Exercise 1.
In the spring training text, which Mets pitcher was on the mound when Rickey stole second base?
Exercise 2.
Reproduce the passage of the spring training text starting with "He pouted during" and going on through "swiped all spring.".

------ Given text

He pouted during spring training, though he was occasionally generous enough to show off his talent by request. Elia had never seen Rickey in person but knew he had led the American League in steals eight out of the past nine years. An injury in 1987 was the only thing that prevented that from being nine out of nine. Before a spring training game, Elia told Corrales he wanted to see Rickey steal a base. Corrales, who seemed to get through to Rickey better than anybody on my staff, relayed the message to him. During the game against the Mets, Rickey reached base against Dwight Gooden and took off for second on the next pitch. He went in standing up. And that was the first and only base Rickey swiped all spring.

Rickey promised to be a laugh a minute all season.

At least George and I only butted heads once during spring training. It was over an older Mexican pitcher George wanted to release after a rough outing. Because we had a round of cuts scheduled in a couple of days, I didn’t see the urgency of letting him go before then. It would only serve to embarrass him and possibly strain our relations with the Mexican league. But George sent Bob Quinn down to tell me to do it right away. I said I wouldn’t. Then Syd Thrift, who had just been hired as the team’s vice president of baseball operations, paid me a visit to reiterate that George wanted the guy gone immediately. I told Syd that if George felt so strongly about it, he could come down and take care of it himself.

The guy got cut that night. And he got the news personally from the owner.

*

Already without Winfield in body and Henderson in spirit, I also had to make do with the loss of starting shortstop Rafael Santana because of a bone chip in his elbow.

------------
------ Records shown

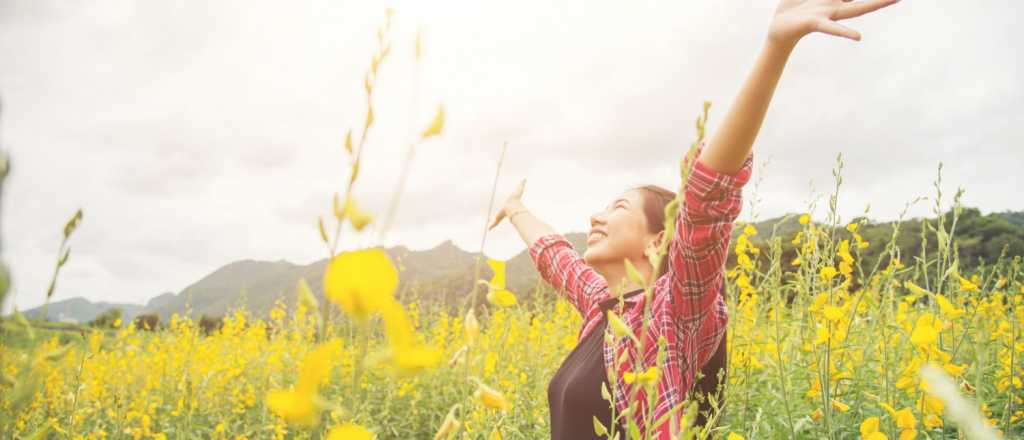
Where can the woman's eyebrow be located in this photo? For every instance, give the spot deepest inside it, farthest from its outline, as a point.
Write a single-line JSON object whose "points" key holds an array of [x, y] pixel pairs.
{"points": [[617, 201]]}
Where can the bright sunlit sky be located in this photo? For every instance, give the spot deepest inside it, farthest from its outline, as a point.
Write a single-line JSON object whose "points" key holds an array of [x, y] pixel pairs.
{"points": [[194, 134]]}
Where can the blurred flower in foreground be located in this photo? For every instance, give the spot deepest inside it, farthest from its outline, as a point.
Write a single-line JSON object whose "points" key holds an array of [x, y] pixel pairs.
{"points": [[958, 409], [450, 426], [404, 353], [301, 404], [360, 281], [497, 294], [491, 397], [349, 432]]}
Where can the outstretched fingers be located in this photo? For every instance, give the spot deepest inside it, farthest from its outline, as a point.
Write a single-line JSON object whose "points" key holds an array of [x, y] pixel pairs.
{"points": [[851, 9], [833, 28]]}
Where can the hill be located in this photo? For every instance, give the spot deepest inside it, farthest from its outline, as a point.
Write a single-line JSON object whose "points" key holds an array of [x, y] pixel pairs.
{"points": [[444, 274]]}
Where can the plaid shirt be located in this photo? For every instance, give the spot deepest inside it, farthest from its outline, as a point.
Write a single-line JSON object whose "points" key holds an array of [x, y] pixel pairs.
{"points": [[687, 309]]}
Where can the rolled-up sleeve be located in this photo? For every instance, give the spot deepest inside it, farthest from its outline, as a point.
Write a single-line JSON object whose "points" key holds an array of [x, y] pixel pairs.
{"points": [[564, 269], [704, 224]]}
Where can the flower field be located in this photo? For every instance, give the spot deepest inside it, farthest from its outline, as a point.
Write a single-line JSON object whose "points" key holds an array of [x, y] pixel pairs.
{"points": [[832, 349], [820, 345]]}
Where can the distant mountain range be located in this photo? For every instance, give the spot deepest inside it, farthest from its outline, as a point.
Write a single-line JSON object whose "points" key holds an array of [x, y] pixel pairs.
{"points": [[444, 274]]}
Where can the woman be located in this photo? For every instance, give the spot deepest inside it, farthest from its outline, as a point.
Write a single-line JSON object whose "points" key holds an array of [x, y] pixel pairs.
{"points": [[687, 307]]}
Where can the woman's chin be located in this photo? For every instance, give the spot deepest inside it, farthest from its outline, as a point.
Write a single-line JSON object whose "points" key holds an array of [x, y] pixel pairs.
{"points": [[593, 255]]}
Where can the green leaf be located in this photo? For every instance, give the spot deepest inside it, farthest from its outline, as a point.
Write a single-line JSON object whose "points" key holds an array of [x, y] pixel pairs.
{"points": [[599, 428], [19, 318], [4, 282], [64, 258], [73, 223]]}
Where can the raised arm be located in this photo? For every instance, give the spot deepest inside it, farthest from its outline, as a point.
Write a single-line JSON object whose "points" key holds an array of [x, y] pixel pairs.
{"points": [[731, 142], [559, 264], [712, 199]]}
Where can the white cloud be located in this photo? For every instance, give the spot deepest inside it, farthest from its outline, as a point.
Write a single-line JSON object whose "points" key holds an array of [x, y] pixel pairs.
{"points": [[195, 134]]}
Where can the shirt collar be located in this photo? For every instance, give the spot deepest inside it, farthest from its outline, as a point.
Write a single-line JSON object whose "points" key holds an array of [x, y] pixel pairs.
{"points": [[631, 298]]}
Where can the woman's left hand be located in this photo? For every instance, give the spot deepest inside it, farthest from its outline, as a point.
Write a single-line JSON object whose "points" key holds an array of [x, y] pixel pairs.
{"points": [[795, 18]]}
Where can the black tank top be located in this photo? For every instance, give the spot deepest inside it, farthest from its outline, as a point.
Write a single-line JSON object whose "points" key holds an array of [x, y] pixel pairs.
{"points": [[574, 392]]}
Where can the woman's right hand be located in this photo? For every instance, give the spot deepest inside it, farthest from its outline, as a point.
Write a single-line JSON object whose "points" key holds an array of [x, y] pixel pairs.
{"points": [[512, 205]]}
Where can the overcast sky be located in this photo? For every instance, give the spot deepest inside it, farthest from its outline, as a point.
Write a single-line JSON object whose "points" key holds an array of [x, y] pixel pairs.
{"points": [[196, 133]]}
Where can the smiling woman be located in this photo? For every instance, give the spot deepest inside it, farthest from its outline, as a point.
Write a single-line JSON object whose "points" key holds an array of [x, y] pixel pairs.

------------

Response area 1.
Dwight Gooden

Response area 2.
He pouted during spring training, though he was occasionally generous enough to show off his talent by request. Elia had never seen Rickey in person but knew he had led the American League in steals eight out of the past nine years. An injury in 1987 was the only thing that prevented that from being nine out of nine. Before a spring training game, Elia told Corrales he wanted to see Rickey steal a base. Corrales, who seemed to get through to Rickey better than anybody on my staff, relayed the message to him. During the game against the Mets, Rickey reached base against Dwight Gooden and took off for second on the next pitch. He went in standing up. And that was the first and only base Rickey swiped all spring.